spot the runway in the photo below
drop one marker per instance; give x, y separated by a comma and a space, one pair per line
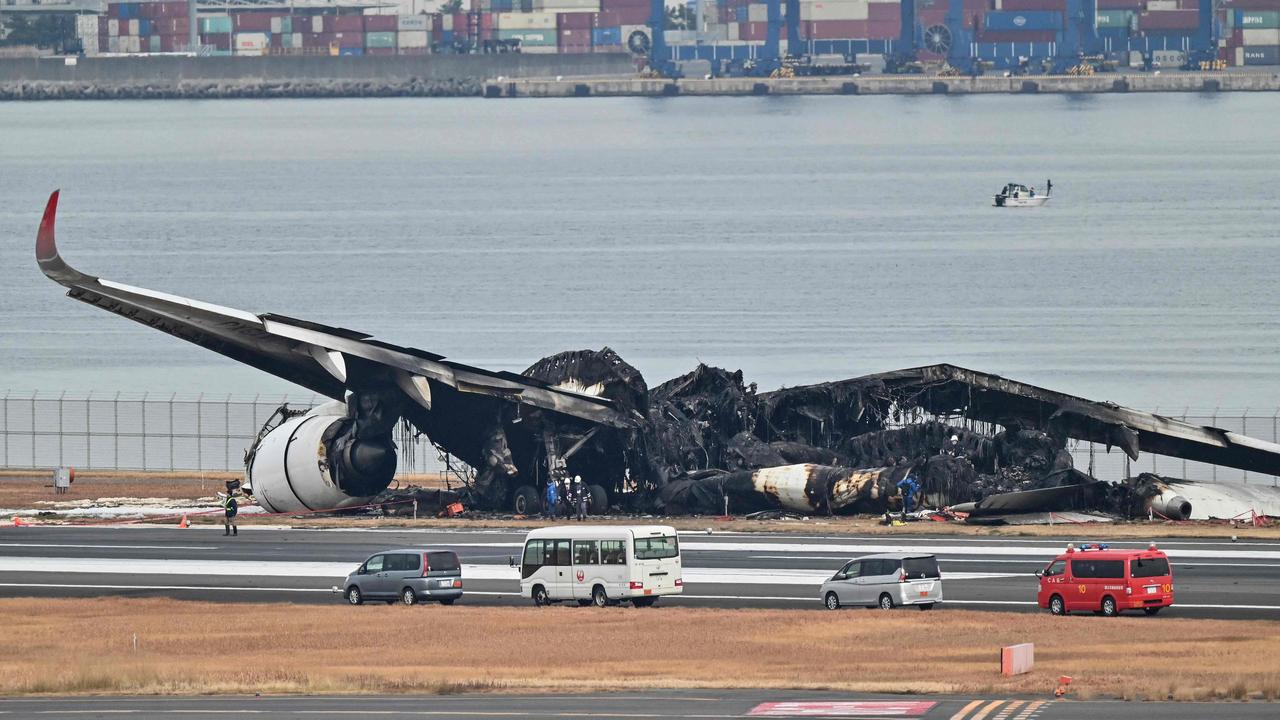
--------------------
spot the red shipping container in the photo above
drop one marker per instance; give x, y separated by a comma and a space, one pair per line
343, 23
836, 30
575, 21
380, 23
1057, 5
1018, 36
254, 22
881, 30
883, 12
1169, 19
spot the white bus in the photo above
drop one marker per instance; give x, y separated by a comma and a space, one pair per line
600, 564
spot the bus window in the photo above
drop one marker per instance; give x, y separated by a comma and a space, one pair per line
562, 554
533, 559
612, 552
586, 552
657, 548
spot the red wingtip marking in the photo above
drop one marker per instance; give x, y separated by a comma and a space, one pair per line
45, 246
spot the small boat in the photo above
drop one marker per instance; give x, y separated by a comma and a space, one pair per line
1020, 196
--------------------
(Problem statement)
Which lines in the data above hold the string "spot"? Return each of them.

(Response area)
spot the runway in the photo below
spot the red shipping container in the photo above
spot the white bus in the photo above
spot the bus window in the photo above
spot the red wingtip marking in the photo above
spot the small boat in the photo above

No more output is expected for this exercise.